Performing arts of the elite culture ( margi ), by and large, developed with reference to the prescriptions of Natyashastra , so a high amount of homogeneity is noticeable in these arts across vast expanse of time and space in India. But the folk performing arts ( desi ), by and large, remained out of this loop and developed without interference of the hegemonic prescriptions of Natyashastra , at least in letter, if not in spirit, and, thus, are more heterogeneous, but it should be noted at the outset that both the traditions were aware of each others practices. Language, worshipping practices of the local deities, agricultural patterns, legends, myths and heroic exploits and so on specific to a region were responsible for the growth of varied folk performing arts. More often than not they also liberated the performance from Brahmanical control and the caste hierarchy.
On account of the absence of scriptural reference and interference these performing arts remained largely absent in serious and extended discussions of arts and literature. Besides entertainment, these arts also served many other (both sacred and non-sacred) cultural functions of the community. If aspiration to come nearest to the ideal established in Natyashastra lent grandeur to the classical performing arts, the need to appropriately and creatively respond to the sacred and non-sacred in varied circumstances lent variety to the folk performing arts. In spite of local differences there was a lot of give and take between them because of cultural contiguity and cultural overlapping. So, it is quite possible to speak of folk performing arts of India or Indian folk performing tradition.

*-*-*

→ TASK ITEM: Quote the passage on India's classical and folk performing arts in full, word for word.

*-*-*

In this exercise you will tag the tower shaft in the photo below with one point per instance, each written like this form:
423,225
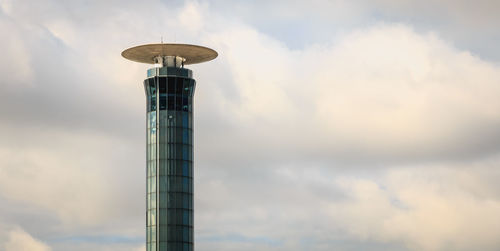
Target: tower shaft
169,159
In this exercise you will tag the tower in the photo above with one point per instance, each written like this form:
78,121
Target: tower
169,91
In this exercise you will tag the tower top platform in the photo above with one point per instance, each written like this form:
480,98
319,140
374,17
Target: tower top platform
156,53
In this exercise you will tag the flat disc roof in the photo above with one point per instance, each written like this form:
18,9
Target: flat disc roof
192,53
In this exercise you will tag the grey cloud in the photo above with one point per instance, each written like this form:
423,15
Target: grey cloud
286,139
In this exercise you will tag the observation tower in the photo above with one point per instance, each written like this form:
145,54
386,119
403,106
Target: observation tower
169,91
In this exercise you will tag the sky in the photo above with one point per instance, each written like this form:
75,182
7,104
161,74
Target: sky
322,125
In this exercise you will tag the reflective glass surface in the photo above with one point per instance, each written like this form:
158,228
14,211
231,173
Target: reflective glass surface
169,164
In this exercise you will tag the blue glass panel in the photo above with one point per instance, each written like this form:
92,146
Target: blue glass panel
185,168
185,217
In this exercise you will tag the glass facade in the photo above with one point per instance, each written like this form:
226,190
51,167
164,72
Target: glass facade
169,159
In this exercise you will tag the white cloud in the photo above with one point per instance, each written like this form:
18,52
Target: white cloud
431,208
19,240
385,92
267,116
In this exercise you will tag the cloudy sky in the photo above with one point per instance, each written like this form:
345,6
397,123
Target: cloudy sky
322,125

*-*-*

→ EXPECTED ANSWER:
Performing arts of the elite culture ( margi ), by and large, developed with reference to the prescriptions of Natyashastra , so a high amount of homogeneity is noticeable in these arts across vast expanse of time and space in India. But the folk performing arts ( desi ), by and large, remained out of this loop and developed without interference of the hegemonic prescriptions of Natyashastra , at least in letter, if not in spirit, and, thus, are more heterogeneous, but it should be noted at the outset that both the traditions were aware of each others practices. Language, worshipping practices of the local deities, agricultural patterns, legends, myths and heroic exploits and so on specific to a region were responsible for the growth of varied folk performing arts. More often than not they also liberated the performance from Brahmanical control and the caste hierarchy.
On account of the absence of scriptural reference and interference these performing arts remained largely absent in serious and extended discussions of arts and literature. Besides entertainment, these arts also served many other (both sacred and non-sacred) cultural functions of the community. If aspiration to come nearest to the ideal established in Natyashastra lent grandeur to the classical performing arts, the need to appropriately and creatively respond to the sacred and non-sacred in varied circumstances lent variety to the folk performing arts. In spite of local differences there was a lot of give and take between them because of cultural contiguity and cultural overlapping. So, it is quite possible to speak of folk performing arts of India or Indian folk performing tradition.